EXCERTO TRANSCRITO >>

08 novembro, 2013

"O amor é para os parvos" - Manuel Jorge Marmelo

- O amor é para os parvos.
- O amor é para os parvos.
Repetiste, antes de te voltares para trás e deixares que as lágrimas rolassem como gotas de chuva lavando a poeira das paredes. Chorámos ambos, abraçados, para que não pudesses ver o meu rosto, nem eu o teu. O Verão extinguia-se lá fora e nós soubemos, em algum momento daquele nosso abraço, que não era só a estação que chegava ao fim. Talvez tu o soubesses já, mesmo antes de me dizeres que
- O amor é para os parvos.
 
Hoje saí de casa e é já outra vez Outono como no dia em que partiste. Disseste que
- O amor é para os parvos
E foste embora sem olhar para trás, deixando sobre a fronha um resto de ti, uma imagem desfocada, e um recado em que dizias que eu era o teu
- Maior amor
Que partias para me deixar com a vida que é minha e à qual tu não pertencerias nunca. É já tarde, eu sei, mas agora que penso nisso vejo que havia tanto para te dizer. Devia ter-te dito que o meu amor por ti é independente do resto da minha vida; que é como um pássaro enjaulado que quer voar mas tem medo do mundo lá fora porque sente as asas frouxas. Tenho pensado tanto nisso; tenho pensado tanto em ti.

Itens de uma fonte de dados
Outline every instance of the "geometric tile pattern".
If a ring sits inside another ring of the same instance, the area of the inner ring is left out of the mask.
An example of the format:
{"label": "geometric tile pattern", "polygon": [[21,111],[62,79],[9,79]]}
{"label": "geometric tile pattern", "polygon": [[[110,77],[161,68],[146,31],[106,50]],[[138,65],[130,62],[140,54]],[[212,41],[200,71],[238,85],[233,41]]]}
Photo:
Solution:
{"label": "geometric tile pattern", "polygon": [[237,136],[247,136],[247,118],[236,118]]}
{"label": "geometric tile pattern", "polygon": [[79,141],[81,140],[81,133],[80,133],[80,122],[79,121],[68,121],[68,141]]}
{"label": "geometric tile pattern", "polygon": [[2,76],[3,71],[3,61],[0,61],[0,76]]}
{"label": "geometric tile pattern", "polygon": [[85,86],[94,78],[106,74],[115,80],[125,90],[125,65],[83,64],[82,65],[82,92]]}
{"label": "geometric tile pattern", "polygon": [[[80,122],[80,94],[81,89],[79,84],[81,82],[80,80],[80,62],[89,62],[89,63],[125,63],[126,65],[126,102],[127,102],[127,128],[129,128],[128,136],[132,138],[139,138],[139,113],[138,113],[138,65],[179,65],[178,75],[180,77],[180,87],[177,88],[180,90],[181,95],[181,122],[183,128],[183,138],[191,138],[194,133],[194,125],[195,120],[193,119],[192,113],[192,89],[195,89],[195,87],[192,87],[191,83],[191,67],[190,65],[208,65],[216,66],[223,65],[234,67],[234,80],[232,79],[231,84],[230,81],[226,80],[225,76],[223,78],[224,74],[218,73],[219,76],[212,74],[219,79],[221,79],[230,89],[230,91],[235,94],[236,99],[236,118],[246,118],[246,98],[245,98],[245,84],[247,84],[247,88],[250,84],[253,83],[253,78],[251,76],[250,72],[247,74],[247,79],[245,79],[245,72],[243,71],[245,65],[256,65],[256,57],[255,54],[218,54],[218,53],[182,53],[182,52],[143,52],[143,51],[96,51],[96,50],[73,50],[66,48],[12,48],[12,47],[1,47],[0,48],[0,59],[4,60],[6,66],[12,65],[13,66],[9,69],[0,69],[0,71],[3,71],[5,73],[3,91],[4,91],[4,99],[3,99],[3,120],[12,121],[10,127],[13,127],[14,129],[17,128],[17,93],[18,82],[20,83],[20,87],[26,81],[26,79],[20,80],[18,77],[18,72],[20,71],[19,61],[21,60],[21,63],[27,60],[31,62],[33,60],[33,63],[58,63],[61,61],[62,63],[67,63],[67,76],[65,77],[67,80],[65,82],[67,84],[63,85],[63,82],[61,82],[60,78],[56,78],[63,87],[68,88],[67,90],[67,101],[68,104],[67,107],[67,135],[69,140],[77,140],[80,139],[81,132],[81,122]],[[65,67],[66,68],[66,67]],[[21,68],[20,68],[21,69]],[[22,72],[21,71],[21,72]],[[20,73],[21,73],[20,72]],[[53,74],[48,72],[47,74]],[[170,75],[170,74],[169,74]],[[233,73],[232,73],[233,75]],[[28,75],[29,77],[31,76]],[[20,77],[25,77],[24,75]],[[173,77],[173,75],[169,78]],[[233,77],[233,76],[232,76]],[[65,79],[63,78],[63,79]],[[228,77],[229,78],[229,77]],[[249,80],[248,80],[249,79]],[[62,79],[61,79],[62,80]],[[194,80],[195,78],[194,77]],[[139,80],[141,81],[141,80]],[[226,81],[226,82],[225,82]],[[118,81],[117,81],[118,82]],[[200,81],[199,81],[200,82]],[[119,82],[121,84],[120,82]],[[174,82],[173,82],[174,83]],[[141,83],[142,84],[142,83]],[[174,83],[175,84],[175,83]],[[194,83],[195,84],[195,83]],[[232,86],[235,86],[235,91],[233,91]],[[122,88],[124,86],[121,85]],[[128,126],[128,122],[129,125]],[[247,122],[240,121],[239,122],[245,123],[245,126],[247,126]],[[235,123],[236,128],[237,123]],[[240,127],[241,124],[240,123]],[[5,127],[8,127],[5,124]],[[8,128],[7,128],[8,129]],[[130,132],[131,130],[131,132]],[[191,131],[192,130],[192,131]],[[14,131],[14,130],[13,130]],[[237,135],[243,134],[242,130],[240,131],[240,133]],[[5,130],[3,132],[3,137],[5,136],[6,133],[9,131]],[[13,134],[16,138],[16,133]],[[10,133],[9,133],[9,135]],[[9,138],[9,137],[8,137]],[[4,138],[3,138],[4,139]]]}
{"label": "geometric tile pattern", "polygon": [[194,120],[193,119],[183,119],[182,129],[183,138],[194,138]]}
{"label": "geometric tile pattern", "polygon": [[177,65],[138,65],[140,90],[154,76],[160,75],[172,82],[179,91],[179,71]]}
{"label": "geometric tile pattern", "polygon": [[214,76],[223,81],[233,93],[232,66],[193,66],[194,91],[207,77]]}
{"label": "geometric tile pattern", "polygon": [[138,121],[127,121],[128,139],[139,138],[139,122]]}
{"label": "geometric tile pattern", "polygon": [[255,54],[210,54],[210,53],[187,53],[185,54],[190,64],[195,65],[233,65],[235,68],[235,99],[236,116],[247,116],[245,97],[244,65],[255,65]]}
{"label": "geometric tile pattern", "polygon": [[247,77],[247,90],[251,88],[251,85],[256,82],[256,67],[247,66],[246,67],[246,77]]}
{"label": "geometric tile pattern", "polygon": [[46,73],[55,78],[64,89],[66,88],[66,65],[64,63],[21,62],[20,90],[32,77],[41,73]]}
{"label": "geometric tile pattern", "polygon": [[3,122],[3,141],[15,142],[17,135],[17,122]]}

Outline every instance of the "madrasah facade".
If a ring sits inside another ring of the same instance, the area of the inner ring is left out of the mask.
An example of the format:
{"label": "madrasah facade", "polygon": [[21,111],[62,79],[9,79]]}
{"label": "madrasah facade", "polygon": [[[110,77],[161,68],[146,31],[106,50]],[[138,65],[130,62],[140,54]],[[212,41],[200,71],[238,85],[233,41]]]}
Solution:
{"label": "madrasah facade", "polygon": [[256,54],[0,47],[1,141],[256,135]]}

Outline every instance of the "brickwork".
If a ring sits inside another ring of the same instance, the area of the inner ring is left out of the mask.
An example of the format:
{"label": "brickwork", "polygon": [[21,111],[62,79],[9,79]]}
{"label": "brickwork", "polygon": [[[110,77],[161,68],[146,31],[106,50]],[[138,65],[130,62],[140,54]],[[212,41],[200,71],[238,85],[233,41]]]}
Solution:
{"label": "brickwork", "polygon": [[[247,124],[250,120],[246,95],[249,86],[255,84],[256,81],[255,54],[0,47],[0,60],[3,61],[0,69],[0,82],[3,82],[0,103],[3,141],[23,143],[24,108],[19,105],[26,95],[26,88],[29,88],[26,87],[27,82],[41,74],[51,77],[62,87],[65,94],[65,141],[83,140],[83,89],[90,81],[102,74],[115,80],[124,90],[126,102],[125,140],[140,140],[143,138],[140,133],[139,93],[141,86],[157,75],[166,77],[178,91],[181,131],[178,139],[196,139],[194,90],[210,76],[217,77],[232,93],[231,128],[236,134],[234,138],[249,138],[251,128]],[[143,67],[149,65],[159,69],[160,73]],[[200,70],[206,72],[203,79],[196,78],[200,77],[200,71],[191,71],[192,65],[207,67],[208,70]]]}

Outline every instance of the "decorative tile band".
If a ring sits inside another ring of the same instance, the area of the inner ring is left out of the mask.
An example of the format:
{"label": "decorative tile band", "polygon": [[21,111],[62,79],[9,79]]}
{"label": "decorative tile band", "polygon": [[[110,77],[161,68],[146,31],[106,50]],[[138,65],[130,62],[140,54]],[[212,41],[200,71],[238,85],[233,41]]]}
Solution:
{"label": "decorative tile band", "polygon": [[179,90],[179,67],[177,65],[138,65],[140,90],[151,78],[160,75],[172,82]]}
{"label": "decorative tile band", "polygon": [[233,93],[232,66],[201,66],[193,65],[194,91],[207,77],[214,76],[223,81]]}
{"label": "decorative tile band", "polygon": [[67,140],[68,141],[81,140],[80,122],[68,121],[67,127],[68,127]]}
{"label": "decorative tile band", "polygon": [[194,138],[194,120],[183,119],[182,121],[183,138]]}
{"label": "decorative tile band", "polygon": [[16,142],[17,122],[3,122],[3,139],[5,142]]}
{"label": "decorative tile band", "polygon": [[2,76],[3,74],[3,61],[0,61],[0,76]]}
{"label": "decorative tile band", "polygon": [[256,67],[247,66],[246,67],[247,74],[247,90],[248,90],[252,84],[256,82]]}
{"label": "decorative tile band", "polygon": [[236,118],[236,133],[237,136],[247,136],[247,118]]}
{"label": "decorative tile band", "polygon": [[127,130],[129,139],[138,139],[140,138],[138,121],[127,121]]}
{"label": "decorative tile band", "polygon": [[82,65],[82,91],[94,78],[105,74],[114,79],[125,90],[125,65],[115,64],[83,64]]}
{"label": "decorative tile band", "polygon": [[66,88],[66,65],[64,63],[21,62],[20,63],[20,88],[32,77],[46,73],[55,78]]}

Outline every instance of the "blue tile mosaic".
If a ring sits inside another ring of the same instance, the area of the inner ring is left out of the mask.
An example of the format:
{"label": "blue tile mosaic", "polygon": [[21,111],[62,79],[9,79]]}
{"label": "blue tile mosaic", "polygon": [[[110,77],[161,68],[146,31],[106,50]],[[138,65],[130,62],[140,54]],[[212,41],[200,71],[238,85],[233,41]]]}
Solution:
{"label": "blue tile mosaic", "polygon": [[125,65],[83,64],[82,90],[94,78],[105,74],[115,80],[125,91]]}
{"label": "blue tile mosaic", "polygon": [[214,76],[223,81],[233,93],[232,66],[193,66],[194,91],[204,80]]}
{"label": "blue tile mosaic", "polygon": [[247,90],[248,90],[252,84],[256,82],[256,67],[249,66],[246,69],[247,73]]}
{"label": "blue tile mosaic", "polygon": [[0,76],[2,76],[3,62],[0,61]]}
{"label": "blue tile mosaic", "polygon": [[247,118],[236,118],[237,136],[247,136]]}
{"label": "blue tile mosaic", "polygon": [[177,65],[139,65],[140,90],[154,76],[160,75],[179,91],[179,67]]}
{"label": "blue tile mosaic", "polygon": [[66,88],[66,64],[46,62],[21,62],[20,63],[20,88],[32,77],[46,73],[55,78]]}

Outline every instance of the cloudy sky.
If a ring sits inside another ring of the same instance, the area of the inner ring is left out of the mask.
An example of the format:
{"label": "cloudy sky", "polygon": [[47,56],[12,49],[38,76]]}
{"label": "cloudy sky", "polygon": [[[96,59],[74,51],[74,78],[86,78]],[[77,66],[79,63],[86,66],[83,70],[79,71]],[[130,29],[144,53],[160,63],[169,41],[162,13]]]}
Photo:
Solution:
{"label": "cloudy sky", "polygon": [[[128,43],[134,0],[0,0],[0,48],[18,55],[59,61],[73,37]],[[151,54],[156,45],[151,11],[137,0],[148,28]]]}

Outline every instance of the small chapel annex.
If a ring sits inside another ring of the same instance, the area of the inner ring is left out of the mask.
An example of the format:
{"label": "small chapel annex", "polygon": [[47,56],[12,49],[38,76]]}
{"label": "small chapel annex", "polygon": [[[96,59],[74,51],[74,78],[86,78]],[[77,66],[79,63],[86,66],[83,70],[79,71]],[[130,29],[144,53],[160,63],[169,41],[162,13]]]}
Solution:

AÇÕES NECESSÁRIAS >>
1. Repita literalmente o trecho do excerto que vai desde "Hoje saí de" até "tanto em ti.".
2. Conte as linhas das entradas que contêm a palavra "small", tendo em conta maiúsculas e minúsculas, e indique somente o número.
O excerto e as entradas constituem materiais independentes entre si.

SOLUÇÕES POR TAREFA >>
1.
Hoje saí de casa e é já outra vez Outono como no dia em que partiste. Disseste que
- O amor é para os parvos
E foste embora sem olhar para trás, deixando sobre a fronha um resto de ti, uma imagem desfocada, e um recado em que dizias que eu era o teu
- Maior amor
Que partias para me deixar com a vida que é minha e à qual tu não pertencerias nunca. É já tarde, eu sei, mas agora que penso nisso vejo que havia tanto para te dizer. Devia ter-te dito que o meu amor por ti é independente do resto da minha vida; que é como um pássaro enjaulado que quer voar mas tem medo do mundo lá fora porque sente as asas frouxas. Tenho pensado tanto nisso; tenho pensado tanto em ti.

2. 3